*Tasks*:
A – In the article on the Queensberry tragedies, how old was Lord Milo Douglas when he died?
B – Render this sentence from the article on the Queensberry tragedies into Spanish: "Douglas told nurses at the time he was hearing voices in his head urging him to harm other people."
C – Carry on the article about the Queensberry tragedies, beginning after its final sentence.

*Extract to read*:
------------------------

Queensberry Tragedies

Lord Milo Douglas
Further to our tale about the NSW State Library putting on display letters from Lord Alfred Douglas to a lover in Australia, comes sad news about the death of one of Bosie's relatives.

 A coroner has ruled that the son of the current Marques of Queensberry and Bosie's great nephew Lord Milo Douglas killed himself  during a bout of manic depression. Milo, a charity worker was only 34 when he threw himself off a building in July last year after he had unsuccessfully attempted to have himself admitted to hospital. Douglas told nurses at the time he was hearing voices in his head urging him to harm other people.

The Douglas family has been littered with family tragdies. Milo Douglas's great grandfather and Bosie's grandfather, the 8th Marquess of Queensberry is rumoured to have shot himself while hunting although it was ruled an accident at the time.


Bosie-Lord Alfred Douglas

One of Bosie's uncles Lord James Douglas drank himself to oblivion and committed suicide by cutting his own throat. It was said he was infatuated with his twin sister Lady Florence.

------------------------

*Saved data entries*:
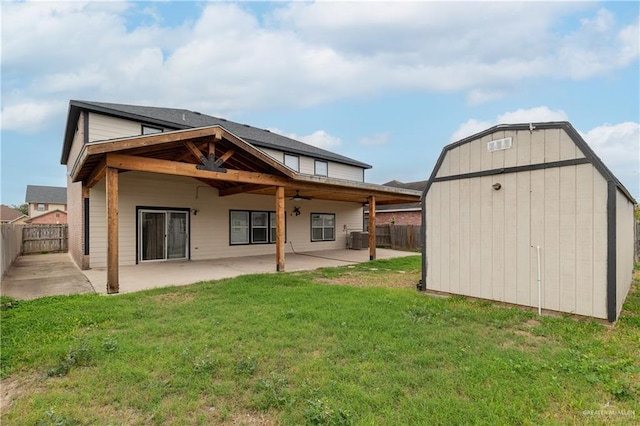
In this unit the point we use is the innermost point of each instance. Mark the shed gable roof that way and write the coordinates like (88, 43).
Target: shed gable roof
(177, 119)
(582, 145)
(46, 194)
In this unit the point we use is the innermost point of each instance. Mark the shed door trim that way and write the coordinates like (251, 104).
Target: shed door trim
(612, 299)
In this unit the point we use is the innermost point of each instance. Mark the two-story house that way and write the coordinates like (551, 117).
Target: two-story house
(149, 184)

------------------------

*Your responses*:
A – He was 34.

B – En aquel momento, Douglas les dijo a las enfermeras que oía voces en su cabeza que lo incitaban a hacer daño a otras personas.

C –
Bosies eldest brother and heir to the Queensberry title Lord Drumlanrig died in a shooting accident. 

After the famous trial in which Oscar Wilde was ruined and disgraced, Bosie married a poet Olive Custance and they had one son Raymond who was diagnosed with schizophrenia and spent the rest his life in psychiatric hospitals, dying there in 1964.

Following the sensations of the Wilde trial  Bosie reconciled with Oscar before his death and settled down to become a man of letters, writing plays and producing sonnets that were well, received by his contemporaries. He died in 1945.